## Assignment
Could you write out the lines below exactly, beginning with the first and finishing with the one that contains "negative clicks: (72, 65) (117, 36)"?

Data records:

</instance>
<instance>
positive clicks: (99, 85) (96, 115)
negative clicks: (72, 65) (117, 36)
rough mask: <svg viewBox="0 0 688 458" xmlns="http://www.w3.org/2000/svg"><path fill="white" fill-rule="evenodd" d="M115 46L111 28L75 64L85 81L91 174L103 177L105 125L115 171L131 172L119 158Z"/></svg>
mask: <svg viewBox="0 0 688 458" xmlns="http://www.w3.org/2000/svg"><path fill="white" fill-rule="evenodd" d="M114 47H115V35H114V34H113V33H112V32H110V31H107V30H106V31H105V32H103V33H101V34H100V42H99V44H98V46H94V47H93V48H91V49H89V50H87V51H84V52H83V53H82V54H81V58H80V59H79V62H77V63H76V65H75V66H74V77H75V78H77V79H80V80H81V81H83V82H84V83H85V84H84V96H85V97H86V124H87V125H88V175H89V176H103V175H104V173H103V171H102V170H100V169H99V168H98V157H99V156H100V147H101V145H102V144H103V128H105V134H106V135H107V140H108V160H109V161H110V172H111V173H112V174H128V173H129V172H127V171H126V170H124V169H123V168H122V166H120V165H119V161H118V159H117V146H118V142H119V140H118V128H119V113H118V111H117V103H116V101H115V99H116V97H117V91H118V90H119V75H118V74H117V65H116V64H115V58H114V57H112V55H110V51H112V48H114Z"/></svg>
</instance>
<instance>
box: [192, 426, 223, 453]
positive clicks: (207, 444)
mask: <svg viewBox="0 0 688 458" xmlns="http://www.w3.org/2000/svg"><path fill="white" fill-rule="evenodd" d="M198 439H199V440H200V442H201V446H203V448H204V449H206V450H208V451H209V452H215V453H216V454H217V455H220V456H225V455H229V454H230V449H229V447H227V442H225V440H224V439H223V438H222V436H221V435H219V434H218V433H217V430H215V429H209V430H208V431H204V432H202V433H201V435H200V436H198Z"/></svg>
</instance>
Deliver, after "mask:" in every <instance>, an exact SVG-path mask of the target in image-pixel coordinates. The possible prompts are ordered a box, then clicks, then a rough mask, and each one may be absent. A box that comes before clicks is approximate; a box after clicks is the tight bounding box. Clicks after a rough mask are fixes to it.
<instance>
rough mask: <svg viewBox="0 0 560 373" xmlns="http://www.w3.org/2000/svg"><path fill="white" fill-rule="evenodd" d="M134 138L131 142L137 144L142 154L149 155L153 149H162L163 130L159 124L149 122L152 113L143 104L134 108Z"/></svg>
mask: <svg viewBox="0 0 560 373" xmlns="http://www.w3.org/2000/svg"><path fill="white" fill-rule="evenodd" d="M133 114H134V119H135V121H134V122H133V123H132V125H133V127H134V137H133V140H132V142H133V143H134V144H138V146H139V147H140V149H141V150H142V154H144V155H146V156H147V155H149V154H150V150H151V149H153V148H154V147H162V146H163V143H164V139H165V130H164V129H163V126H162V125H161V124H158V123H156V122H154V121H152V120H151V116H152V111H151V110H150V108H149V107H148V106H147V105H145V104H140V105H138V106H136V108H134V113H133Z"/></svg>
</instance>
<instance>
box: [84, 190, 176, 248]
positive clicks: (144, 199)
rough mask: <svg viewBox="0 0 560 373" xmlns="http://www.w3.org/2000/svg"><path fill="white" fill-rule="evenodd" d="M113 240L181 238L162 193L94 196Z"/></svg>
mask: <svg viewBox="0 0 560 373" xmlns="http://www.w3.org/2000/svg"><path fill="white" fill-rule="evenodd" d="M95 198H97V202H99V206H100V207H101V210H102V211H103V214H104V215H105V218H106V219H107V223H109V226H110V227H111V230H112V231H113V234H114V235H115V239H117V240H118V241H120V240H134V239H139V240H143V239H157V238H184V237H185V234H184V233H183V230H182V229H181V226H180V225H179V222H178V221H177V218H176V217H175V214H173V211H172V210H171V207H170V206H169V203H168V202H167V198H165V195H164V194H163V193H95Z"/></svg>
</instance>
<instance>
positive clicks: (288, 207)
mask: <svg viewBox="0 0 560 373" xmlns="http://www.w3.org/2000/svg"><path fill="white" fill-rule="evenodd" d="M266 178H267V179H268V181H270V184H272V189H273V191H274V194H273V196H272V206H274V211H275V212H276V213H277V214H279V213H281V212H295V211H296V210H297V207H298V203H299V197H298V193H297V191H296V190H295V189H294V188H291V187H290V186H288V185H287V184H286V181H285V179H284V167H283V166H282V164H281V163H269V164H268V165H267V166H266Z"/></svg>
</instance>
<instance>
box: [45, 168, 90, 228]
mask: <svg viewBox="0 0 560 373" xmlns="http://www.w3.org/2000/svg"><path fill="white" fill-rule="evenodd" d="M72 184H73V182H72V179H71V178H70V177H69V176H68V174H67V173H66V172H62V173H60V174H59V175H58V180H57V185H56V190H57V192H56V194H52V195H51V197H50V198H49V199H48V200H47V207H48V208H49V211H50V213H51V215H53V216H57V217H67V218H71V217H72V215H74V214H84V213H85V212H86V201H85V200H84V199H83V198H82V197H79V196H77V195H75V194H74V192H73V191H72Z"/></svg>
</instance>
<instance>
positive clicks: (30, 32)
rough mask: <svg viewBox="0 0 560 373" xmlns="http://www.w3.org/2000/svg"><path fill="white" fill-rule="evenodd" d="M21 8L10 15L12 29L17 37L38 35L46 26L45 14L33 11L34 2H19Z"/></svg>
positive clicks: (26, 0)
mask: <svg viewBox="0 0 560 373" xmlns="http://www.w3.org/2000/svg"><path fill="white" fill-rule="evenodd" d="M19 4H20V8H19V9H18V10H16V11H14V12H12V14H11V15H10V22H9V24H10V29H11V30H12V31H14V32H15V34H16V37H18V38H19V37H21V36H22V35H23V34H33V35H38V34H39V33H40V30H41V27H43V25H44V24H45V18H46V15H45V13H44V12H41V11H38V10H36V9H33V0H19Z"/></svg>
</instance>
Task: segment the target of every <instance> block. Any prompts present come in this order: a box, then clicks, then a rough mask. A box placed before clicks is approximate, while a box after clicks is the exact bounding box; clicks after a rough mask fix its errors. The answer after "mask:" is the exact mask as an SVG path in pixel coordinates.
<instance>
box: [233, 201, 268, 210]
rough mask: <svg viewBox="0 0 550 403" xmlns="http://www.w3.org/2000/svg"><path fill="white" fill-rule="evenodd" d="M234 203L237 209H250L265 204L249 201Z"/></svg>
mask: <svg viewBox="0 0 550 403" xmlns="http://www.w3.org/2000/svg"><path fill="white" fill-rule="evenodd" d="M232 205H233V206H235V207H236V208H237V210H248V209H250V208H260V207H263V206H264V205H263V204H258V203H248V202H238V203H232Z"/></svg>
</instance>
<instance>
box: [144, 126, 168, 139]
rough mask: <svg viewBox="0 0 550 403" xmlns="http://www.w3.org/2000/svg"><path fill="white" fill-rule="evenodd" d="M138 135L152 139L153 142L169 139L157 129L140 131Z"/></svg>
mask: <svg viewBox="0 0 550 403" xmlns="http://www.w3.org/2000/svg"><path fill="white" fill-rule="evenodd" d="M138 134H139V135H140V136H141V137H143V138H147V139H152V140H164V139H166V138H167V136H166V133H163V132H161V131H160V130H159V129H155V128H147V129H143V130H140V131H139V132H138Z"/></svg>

## Response to this exercise
</instance>
<instance>
positive clicks: (99, 85) (96, 115)
negative clicks: (72, 65) (117, 36)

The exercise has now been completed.